◆ ARTIKEL:
________________________________________

Bild: Alternativen zum Gas aus Russland sucht man im Notfallplan vergebens
Brüssel taz Die Europäische Kommission will die 27 EU-Staaten auffordern,
ihren Gasverbrauch deutlich und schnell zu senken und die Heiztemperatur in
öffentlichen Gebäuden und Büros auf 19 Grad herunterzuregeln. Dies geht aus
einem Entwurf für den Notfallplan Gas hervor, den die Brüsseler Behörde am
20. Juli offiziell vorstellen will.
Mit dem Plan („Save gas for a safe winter“) bereitet sich die EU auf eine
mögliche dauerhafte Unterbrechung der russischen Gaslieferungen durch die
Ostseepipeline Nord Stream 1 vor. [1][Das Leitungssystem wird derzeit
gewartet, normalerweise soll die Pipeline am 21. Juli wieder ans Netz
gehen.] Doch der Betreiber Gazprom hat die Wiederaufnahme infrage gestellt
und auf eine fehlende Gasturbine verwiesen.
Auch in Brüssel wachsen die Zweifel. Es gebe mittlerweile ein „erhebliches
Risiko“, dass Russland in diesem Jahr seine Gaslieferungen nach Europa
stoppe, heißt es in dem Entwurf des Notfallplans, der der taz vorliegt.
Unternehmen, die nicht unbedingt auf Gas angewiesen sind, sollten ihren
Verbrauch deshalb so schnell wie möglich reduzieren.
Auch Haushalte werden dazu aufgerufen, freiwillig weniger zu verbrauchen.
„Jeder kann Gas sparen, jetzt“, schreibt die Brüsseler Behörde.
Vorgeschlagen wird unter anderem, dass öffentliche Gebäude nicht mehr so
stark beheizt werden. Die Kommission empfiehlt eine Obergrenze von 19 Grad.
Wie groß der Einspareffekt wäre, lässt sie offen.
## Der Entwurf erinnert an Vorschläge aus Berlin
Die öffentliche Hand habe eine Vorbildfunktion, heißt es lediglich. Vage
bleiben auch die Empfehlungen zu der Frage, wo das Gas zuerst abgestellt
wird – in der Industrie oder bei privaten Verbrauchern. Zwar betont die
Kommission, dass Haushalte nach EU-Recht „geschützte Kunden“ sind. Damit
wären sie als Letzte von einer Sperre betroffen.

________________________________________

◆ DATENTEIL:
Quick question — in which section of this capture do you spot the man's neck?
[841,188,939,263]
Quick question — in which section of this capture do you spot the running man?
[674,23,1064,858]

________________________________________

◆ AUFGABEN:
a. Aktualisiere im Artikel über den Gas-Notfallplan den Abschnitt, der mit den Worten „Unternehmen, die nicht“ beginnt und nach „von 19 Grad.“ endet, indem du „Brüsseler Behörde“ durch „EU-Kommission“ ersetzt. Gib den geänderten Abschnitt vollständig wieder.
b. Führe den Artikel über den Gas-Notfallplan der EU nach seinem letzten Satz weiter.
Die Zeilen sind eigenständiges Material und gehören nicht zum Artikel.

◆ ERWARTETE ANTWORTEN:
a.
Unternehmen, die nicht unbedingt auf Gas angewiesen sind, sollten ihren
Verbrauch deshalb so schnell wie möglich reduzieren.
Auch Haushalte werden dazu aufgerufen, freiwillig weniger zu verbrauchen.
„Jeder kann Gas sparen, jetzt“, schreibt die EU-Kommission.
Vorgeschlagen wird unter anderem, dass öffentliche Gebäude nicht mehr so
stark beheizt werden. Die Kommission empfiehlt eine Obergrenze von 19 Grad.

b.
Im Ernstfall könne man jedoch die Versorgung von Gaskraftwerken für die
Stromversorgung priorisieren und über bestimmte geschützte Verbraucher
stellen, heißt es in dem Entwurf. Ähnliche Überlegungen hatte zuvor schon
Bundeswirtschaftsminister Robert Habeck (Grüne) angestellt.
Auch in anderen Details erinnert der Entwurf aus Brüssel an die Debatte in
Berlin. So folgt er den Vorstellungen der Bundesregierung, Unternehmen
finanzielle Anreize zu bieten, damit diese auf Gasverbrauch verzichten –
etwa über Auktionen. „Marktbasierte Maßnahmen“ und „smarte Priorisierung
für die Industrie“ werden ausdrücklich empfohlen.
Alternativen zum Gas aus Russland sucht man in dem Notfallplan dagegen
vergebens. Zwar stellt die Kommission ihre eigenen Initiativen heraus –
etwa den Versuch, mehr Flüssiggas aus den USA oder aus Katar zu beschaffen.
Doch offenbar reichen diese alternativen Quellen nicht aus. Im Mittelpunkt
steht deshalb die Senkung des Gasverbrauchs.
Außenministerin Annalena Baerbock begrüßte die Pläne. Es sei „sehr, sehr
wichtig und richtig, dass die EU-Kommission hier Vorschläge macht für
unterschiedliche Szenarien“, sagte die Grünen-Politikerin am Donnerstag in
Rostock. „In Zeiten, wo die Unsicherheit größer ist als zu normalen
friedlichen Zeiten, muss man vorbereitet sein.“ Gerade diejenigen Bürger,
die nur sehr wenig haben, müssten unterstützt werden.
Die Europäische Kommission will die 27 EU-Staaten auffordern, ihren
Gasverbrauch deutlich und schnell zu senken und die Heiztemperatur in
öffentlichen Gebäuden und Büros auf 19 Grad herunterzuregeln.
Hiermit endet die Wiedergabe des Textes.